Box-labeled dataset extracts:
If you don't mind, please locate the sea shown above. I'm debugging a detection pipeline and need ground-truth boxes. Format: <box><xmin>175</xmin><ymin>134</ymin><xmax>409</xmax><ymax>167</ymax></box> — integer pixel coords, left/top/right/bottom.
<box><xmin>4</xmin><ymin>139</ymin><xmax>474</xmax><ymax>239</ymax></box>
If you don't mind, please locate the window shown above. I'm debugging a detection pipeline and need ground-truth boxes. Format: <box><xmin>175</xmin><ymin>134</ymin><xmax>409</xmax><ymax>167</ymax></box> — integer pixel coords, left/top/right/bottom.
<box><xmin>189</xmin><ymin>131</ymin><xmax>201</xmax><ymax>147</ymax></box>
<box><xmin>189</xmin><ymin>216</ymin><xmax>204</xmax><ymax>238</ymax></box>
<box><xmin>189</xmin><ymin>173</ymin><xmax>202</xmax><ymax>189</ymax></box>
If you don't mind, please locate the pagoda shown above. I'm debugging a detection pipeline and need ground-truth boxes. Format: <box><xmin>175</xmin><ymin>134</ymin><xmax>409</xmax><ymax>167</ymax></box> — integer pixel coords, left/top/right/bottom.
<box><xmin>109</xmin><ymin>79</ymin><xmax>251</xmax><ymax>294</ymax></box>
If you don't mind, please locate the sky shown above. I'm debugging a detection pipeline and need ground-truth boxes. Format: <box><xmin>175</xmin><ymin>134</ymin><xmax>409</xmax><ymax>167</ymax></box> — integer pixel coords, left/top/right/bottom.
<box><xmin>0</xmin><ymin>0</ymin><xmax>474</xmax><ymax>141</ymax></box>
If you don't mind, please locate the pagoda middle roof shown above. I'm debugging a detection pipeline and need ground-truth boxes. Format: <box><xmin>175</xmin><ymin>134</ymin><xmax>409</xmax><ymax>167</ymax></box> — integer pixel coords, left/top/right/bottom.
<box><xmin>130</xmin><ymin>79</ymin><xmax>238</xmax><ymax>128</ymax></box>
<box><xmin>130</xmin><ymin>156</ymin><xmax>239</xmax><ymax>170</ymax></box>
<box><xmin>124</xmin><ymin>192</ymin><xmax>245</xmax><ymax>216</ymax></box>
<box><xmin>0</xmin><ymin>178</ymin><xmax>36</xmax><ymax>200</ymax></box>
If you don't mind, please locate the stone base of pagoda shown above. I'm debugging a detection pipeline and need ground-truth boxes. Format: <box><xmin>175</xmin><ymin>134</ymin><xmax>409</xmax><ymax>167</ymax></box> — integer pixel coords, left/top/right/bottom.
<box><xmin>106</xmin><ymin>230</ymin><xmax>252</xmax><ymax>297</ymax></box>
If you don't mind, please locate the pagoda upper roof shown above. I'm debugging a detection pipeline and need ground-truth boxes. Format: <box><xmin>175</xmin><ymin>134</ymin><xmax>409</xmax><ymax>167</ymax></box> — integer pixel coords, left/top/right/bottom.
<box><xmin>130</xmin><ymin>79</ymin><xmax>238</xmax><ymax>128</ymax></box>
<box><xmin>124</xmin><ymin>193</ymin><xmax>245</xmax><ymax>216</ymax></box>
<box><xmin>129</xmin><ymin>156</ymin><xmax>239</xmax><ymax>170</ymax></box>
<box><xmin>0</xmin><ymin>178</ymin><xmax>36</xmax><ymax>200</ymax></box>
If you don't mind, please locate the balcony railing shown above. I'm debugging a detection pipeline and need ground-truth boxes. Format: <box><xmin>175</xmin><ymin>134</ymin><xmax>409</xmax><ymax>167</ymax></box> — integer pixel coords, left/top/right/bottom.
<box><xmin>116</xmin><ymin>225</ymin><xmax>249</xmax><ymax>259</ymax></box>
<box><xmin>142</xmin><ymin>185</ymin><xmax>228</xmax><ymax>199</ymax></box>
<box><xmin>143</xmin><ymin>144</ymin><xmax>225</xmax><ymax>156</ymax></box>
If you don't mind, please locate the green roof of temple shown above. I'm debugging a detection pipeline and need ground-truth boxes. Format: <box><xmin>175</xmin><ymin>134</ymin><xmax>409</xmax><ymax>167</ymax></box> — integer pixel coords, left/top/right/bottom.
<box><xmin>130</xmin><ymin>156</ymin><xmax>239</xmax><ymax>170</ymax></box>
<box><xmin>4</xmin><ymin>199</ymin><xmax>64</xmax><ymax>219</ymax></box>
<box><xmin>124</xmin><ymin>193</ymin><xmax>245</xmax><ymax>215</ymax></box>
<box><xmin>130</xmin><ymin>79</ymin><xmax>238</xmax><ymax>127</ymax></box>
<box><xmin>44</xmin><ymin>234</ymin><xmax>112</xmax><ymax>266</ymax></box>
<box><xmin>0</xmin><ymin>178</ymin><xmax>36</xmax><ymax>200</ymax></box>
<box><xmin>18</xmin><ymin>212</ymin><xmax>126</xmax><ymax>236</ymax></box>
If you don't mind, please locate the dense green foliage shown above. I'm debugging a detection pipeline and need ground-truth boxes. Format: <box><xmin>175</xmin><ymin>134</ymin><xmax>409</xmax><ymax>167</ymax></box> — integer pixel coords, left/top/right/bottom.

■ **WHAT NEEDS TO BE DONE**: Extract every line of the records that contains the word "base", matching case exactly.

■ **RESPONSE**:
If you don't mind, please locate the stone base of pagoda shown above. I'm debugging a detection pipeline and need ground-truth boxes. Format: <box><xmin>175</xmin><ymin>134</ymin><xmax>409</xmax><ymax>167</ymax></box> — integer pixel coords, left/top/right/bottom.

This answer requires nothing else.